_EXTRACT PROVIDED:_
_ _ _
To support her case further, Herzlinger emphasizes monopolistic trends and its negative impact on affordability by four observations in her book Who Killed Healthcare. First, hospitals have decreased more than 20% between 1970 and 2005 suggesting high merger activity. Second, mergers are not the only means of stifling competition but also come in the form of affiliations. She states that there are roughly 2,700 hospital “affiliations” that assist in the creating mega systems. Third, in 2003 alone, consolidation via mergers and affiliations led to 700,000 more individuals unable to afford healthcare or 5.5 million between 1990 and 2003. Lastly, many hospital markets have doubled their HHI, Herfindahl-Hirschman Index (a measure of undue concentrations in a market), from 1990 to 2003.
Others have questioned the massive power and consolidation of the conglomerates as monopolistic. As recently as September of 2012, California’s attorney general weighed in, also in the WSJ:
“California’s attorney general has launched a broad investigation into whether growing consolidation among hospitals and doctor groups is pushing up the price of medical care, reflecting increasing scrutiny by antitrust regulators of medical-provider deals.”
Disruption rarely comes about piece by piece according to Christensen. Entire new value networks arise, disrupting the old. In the end, EVERY industry leader embarks on the same pattern of failed strategy by continuing to promote and improve their best products by focusing on the most profitable customers. This is exactly how the healthcare industry is behaving today. Those with the most power, e.g. hospital systems, have to consolidate in order to perform in today’s production model much like the pharmaceutical industry has done in the past. The scale required for success dictates this behavior as does the profit formula.
An analogy of today’s healthcare model can be compared to the mainframe computing industry, a comparative example used by Christensen. Much like the mainframe computing industry, healthcare is made up of mostly large centralized centers that perform all things for all people at a hefty cost with extreme inconvenience. This is exactly how ALL industries start out: large, vertically integrated with mostly expert, expensive consulting as the only option. Just as the mainframe computing industry was disrupted by the mini and personal computer, the large healthcare conglomerates will also be disrupted by expert, focused centers with synergistic business models created to meet the demands of the patients. As disruption works its way toward disintegration, there will be a place for the hospital industry, although the scale will be less grand and the service more focused. As we have learned from every other industry from steel to computing, the large expensive hospital systems will be forced to move toward disintegration and will serve only those patients that will require the most complex disease management and intensive care. The rest will fall into diversified solution shops and VAP models because it will be cheaper, more convenient, with higher quality and service. This set up is exactly what patients are looking “to hire to get a job done”.
_ _ _
_AVAILABLE DATA:_
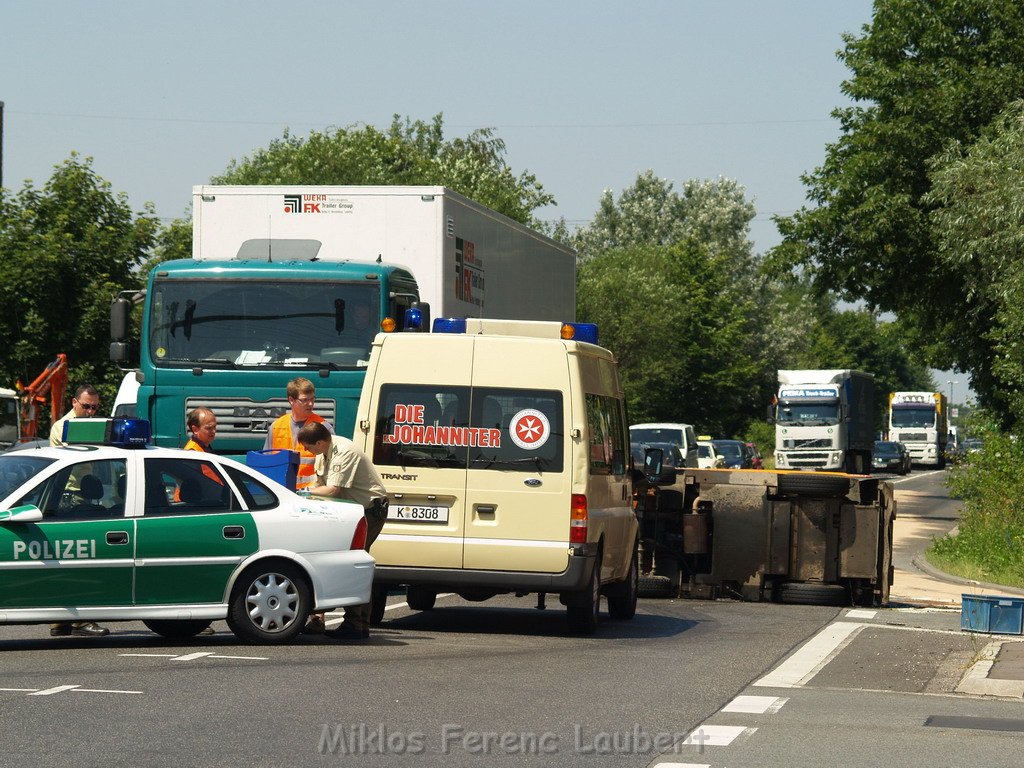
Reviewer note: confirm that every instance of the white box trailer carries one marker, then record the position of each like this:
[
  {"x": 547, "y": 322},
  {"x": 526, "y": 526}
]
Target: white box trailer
[{"x": 468, "y": 260}]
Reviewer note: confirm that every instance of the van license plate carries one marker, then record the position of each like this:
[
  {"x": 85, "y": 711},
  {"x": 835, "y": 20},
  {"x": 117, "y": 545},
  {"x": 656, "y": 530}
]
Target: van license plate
[{"x": 412, "y": 513}]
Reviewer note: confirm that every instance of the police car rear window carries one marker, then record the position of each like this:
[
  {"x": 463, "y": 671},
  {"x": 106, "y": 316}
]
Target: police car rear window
[
  {"x": 470, "y": 427},
  {"x": 16, "y": 468}
]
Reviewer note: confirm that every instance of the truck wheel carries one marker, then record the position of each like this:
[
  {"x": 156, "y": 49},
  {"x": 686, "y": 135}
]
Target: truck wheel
[
  {"x": 176, "y": 629},
  {"x": 269, "y": 603},
  {"x": 420, "y": 598},
  {"x": 806, "y": 593},
  {"x": 585, "y": 605},
  {"x": 623, "y": 596},
  {"x": 807, "y": 483}
]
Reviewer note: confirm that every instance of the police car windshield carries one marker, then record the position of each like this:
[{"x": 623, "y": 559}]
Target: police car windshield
[
  {"x": 265, "y": 324},
  {"x": 16, "y": 468}
]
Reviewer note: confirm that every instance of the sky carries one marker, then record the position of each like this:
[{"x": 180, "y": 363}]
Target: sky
[{"x": 586, "y": 94}]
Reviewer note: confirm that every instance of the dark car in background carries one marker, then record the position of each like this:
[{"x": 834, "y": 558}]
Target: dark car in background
[
  {"x": 735, "y": 453},
  {"x": 890, "y": 457}
]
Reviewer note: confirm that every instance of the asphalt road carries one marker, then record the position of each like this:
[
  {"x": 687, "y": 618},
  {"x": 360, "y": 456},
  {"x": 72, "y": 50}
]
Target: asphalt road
[{"x": 716, "y": 683}]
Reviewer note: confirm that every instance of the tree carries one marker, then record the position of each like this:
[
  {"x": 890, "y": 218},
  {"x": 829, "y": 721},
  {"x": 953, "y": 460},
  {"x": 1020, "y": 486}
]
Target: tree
[
  {"x": 924, "y": 74},
  {"x": 679, "y": 336},
  {"x": 978, "y": 227},
  {"x": 68, "y": 249},
  {"x": 408, "y": 153}
]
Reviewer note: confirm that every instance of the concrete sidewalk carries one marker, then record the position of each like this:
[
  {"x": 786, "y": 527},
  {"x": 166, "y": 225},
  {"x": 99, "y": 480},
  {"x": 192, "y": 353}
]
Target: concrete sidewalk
[{"x": 998, "y": 669}]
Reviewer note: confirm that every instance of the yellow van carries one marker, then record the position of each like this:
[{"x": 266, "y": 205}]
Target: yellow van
[{"x": 503, "y": 445}]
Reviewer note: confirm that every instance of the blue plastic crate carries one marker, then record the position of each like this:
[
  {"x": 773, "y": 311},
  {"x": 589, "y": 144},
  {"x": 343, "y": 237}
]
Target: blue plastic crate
[{"x": 1004, "y": 615}]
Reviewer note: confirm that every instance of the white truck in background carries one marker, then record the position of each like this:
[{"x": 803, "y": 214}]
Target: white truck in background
[
  {"x": 921, "y": 421},
  {"x": 824, "y": 420},
  {"x": 290, "y": 282},
  {"x": 468, "y": 261}
]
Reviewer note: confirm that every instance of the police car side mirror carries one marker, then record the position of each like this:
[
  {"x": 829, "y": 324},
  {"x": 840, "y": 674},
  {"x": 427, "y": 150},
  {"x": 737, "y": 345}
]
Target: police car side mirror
[{"x": 28, "y": 513}]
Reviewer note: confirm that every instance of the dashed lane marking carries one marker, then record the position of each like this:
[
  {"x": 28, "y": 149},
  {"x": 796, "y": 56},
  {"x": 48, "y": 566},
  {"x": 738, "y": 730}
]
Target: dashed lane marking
[
  {"x": 814, "y": 654},
  {"x": 756, "y": 705}
]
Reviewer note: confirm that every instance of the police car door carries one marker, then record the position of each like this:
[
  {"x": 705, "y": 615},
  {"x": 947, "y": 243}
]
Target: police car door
[
  {"x": 81, "y": 554},
  {"x": 518, "y": 488},
  {"x": 193, "y": 532}
]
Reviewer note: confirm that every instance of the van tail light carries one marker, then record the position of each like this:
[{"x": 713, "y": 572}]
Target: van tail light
[
  {"x": 578, "y": 519},
  {"x": 359, "y": 537}
]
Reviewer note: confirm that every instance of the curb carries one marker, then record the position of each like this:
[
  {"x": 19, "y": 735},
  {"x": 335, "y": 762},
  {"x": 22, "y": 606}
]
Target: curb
[{"x": 922, "y": 564}]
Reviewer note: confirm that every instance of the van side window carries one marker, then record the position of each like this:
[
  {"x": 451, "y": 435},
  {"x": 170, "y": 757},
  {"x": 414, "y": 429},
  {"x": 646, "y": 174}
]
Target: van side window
[{"x": 606, "y": 434}]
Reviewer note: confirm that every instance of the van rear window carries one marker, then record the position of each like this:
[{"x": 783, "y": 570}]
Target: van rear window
[{"x": 470, "y": 427}]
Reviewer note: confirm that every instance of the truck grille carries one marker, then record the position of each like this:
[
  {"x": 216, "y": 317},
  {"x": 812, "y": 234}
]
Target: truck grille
[
  {"x": 244, "y": 418},
  {"x": 801, "y": 444}
]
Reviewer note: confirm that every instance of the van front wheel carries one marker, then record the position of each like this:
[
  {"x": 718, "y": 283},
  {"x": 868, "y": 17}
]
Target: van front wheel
[{"x": 584, "y": 605}]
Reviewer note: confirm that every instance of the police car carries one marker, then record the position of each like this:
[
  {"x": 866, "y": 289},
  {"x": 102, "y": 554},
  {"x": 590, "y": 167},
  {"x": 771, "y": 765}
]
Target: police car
[{"x": 110, "y": 528}]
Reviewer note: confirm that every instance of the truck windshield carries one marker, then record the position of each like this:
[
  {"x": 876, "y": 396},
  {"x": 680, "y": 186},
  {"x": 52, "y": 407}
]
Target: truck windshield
[
  {"x": 913, "y": 417},
  {"x": 268, "y": 324},
  {"x": 808, "y": 414}
]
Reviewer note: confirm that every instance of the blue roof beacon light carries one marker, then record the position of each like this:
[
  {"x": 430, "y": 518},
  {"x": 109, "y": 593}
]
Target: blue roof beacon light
[
  {"x": 417, "y": 317},
  {"x": 450, "y": 326}
]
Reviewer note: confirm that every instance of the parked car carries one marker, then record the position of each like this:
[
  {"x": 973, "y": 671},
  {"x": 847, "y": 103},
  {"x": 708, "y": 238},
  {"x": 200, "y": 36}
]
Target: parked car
[
  {"x": 734, "y": 453},
  {"x": 756, "y": 461},
  {"x": 708, "y": 456},
  {"x": 890, "y": 457}
]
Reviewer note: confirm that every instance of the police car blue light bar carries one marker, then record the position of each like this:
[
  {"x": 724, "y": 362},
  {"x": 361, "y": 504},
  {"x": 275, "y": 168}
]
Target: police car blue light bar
[{"x": 120, "y": 432}]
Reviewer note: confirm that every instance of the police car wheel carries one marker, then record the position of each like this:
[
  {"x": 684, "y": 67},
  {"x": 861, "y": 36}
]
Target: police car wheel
[
  {"x": 269, "y": 604},
  {"x": 176, "y": 630},
  {"x": 584, "y": 606}
]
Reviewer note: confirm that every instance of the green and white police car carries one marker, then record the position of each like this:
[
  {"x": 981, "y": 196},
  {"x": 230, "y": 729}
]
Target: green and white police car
[{"x": 174, "y": 539}]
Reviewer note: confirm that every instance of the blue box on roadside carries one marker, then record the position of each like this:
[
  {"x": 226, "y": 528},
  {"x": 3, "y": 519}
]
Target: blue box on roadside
[
  {"x": 282, "y": 466},
  {"x": 1004, "y": 615}
]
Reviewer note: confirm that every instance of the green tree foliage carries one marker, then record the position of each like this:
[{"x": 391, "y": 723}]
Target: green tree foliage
[
  {"x": 924, "y": 74},
  {"x": 680, "y": 336},
  {"x": 978, "y": 227},
  {"x": 67, "y": 250},
  {"x": 989, "y": 542},
  {"x": 408, "y": 153}
]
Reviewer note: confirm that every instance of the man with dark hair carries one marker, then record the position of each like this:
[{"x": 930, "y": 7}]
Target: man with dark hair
[
  {"x": 84, "y": 403},
  {"x": 342, "y": 471},
  {"x": 202, "y": 423}
]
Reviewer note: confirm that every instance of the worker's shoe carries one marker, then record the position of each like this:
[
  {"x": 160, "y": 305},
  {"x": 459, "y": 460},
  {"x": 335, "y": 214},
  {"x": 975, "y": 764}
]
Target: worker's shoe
[
  {"x": 348, "y": 632},
  {"x": 88, "y": 629},
  {"x": 314, "y": 626}
]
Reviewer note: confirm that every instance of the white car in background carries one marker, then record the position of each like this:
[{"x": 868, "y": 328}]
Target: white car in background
[{"x": 708, "y": 457}]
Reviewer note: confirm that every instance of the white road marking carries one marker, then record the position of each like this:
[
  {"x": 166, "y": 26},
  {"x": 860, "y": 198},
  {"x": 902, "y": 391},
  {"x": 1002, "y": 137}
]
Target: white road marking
[
  {"x": 756, "y": 705},
  {"x": 716, "y": 735},
  {"x": 193, "y": 656},
  {"x": 860, "y": 613},
  {"x": 815, "y": 653},
  {"x": 54, "y": 689}
]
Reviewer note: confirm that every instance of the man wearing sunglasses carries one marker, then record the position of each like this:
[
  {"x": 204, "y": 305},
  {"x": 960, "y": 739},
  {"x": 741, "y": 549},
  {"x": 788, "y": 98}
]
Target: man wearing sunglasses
[{"x": 84, "y": 404}]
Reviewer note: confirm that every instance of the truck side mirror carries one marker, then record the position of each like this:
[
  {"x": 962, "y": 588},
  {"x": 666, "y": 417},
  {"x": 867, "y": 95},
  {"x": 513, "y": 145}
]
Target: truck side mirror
[{"x": 120, "y": 313}]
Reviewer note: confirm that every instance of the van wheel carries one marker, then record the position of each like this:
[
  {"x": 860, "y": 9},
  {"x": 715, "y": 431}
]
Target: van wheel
[
  {"x": 584, "y": 605},
  {"x": 623, "y": 596},
  {"x": 420, "y": 598},
  {"x": 174, "y": 629},
  {"x": 378, "y": 602}
]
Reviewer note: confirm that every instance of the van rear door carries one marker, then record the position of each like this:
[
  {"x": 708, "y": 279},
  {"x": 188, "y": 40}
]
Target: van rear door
[
  {"x": 421, "y": 459},
  {"x": 518, "y": 478}
]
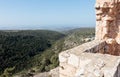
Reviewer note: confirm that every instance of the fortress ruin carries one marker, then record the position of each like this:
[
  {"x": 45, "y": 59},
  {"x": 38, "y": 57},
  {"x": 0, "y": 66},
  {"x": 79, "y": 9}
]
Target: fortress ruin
[{"x": 100, "y": 57}]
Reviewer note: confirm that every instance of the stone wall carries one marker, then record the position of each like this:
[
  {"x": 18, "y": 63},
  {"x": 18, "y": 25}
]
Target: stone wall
[
  {"x": 85, "y": 61},
  {"x": 108, "y": 24}
]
_ _ _
_TO DO:_
Repeat word for word the part of the hospital consolidation passage starting at "To support her" and ending at "1990 to 2003.".

_WRITTEN RESPONSE:_
To support her case further, Herzlinger emphasizes monopolistic trends and its negative impact on affordability by four observations in her book Who Killed Healthcare. First, hospitals have decreased more than 20% between 1970 and 2005 suggesting high merger activity. Second, mergers are not the only means of stifling competition but also come in the form of affiliations. She states that there are roughly 2,700 hospital “affiliations” that assist in the creating mega systems. Third, in 2003 alone, consolidation via mergers and affiliations led to 700,000 more individuals unable to afford healthcare or 5.5 million between 1990 and 2003. Lastly, many hospital markets have doubled their HHI, Herfindahl-Hirschman Index (a measure of undue concentrations in a market), from 1990 to 2003.